(Items from a data source)
____

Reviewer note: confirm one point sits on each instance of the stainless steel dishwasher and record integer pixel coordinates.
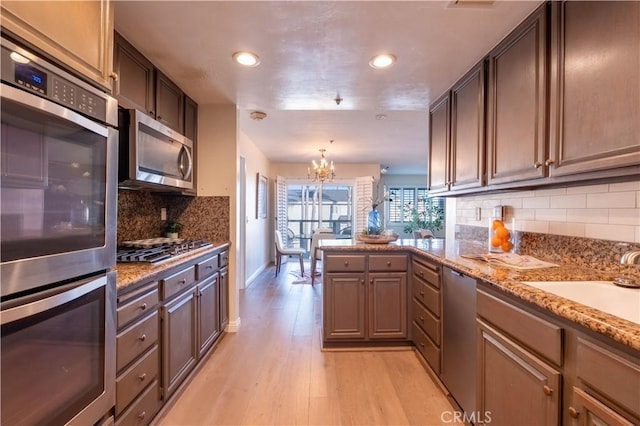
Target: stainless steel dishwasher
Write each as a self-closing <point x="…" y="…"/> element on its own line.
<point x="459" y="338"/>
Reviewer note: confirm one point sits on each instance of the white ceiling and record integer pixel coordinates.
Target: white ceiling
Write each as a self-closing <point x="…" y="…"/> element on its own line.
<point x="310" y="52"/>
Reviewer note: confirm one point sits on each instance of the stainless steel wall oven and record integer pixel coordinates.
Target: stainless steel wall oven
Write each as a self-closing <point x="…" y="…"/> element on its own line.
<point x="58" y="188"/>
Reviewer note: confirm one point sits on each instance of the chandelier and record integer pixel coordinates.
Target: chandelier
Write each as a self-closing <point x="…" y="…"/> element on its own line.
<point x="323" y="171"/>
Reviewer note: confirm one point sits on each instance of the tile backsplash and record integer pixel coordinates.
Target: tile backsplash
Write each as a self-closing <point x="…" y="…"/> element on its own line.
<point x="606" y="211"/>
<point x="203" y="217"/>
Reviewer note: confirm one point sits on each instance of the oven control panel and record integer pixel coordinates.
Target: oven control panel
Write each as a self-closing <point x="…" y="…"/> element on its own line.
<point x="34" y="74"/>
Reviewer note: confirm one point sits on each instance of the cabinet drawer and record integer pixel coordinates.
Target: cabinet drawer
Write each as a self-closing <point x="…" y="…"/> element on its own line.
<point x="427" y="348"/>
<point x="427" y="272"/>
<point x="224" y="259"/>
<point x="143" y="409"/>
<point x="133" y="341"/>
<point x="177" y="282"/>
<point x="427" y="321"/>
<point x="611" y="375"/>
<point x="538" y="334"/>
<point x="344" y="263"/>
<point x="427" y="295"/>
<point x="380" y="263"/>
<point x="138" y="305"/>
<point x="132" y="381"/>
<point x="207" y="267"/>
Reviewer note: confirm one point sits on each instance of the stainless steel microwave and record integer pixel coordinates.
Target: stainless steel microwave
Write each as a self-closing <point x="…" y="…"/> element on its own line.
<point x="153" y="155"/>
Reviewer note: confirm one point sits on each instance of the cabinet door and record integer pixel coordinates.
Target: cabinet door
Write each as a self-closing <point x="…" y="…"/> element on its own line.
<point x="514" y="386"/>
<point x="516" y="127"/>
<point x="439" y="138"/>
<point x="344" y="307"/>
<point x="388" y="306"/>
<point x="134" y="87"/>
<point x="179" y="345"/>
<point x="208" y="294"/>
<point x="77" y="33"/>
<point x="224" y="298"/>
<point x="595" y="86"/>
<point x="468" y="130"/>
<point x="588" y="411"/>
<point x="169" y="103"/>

____

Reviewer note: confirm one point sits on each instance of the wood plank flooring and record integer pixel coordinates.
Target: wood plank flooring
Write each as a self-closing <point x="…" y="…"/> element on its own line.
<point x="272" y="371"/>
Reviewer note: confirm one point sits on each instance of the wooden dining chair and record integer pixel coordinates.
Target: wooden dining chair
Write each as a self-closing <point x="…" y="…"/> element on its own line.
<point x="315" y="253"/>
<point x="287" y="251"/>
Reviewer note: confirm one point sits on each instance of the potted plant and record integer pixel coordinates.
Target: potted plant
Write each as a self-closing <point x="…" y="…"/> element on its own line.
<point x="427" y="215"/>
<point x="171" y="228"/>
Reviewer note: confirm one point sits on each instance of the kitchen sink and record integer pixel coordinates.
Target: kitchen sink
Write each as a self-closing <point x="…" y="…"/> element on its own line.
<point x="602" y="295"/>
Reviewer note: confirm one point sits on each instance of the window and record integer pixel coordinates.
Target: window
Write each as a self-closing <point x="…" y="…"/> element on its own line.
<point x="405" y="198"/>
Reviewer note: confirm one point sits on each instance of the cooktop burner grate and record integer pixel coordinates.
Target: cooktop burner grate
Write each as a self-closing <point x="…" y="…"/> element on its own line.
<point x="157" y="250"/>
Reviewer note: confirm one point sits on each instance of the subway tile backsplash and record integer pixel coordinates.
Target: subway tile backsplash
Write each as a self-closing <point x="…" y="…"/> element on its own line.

____

*Task requirements*
Report how many lines of the preceding records include "cabinet". Output the number only.

*Finished exercise*
4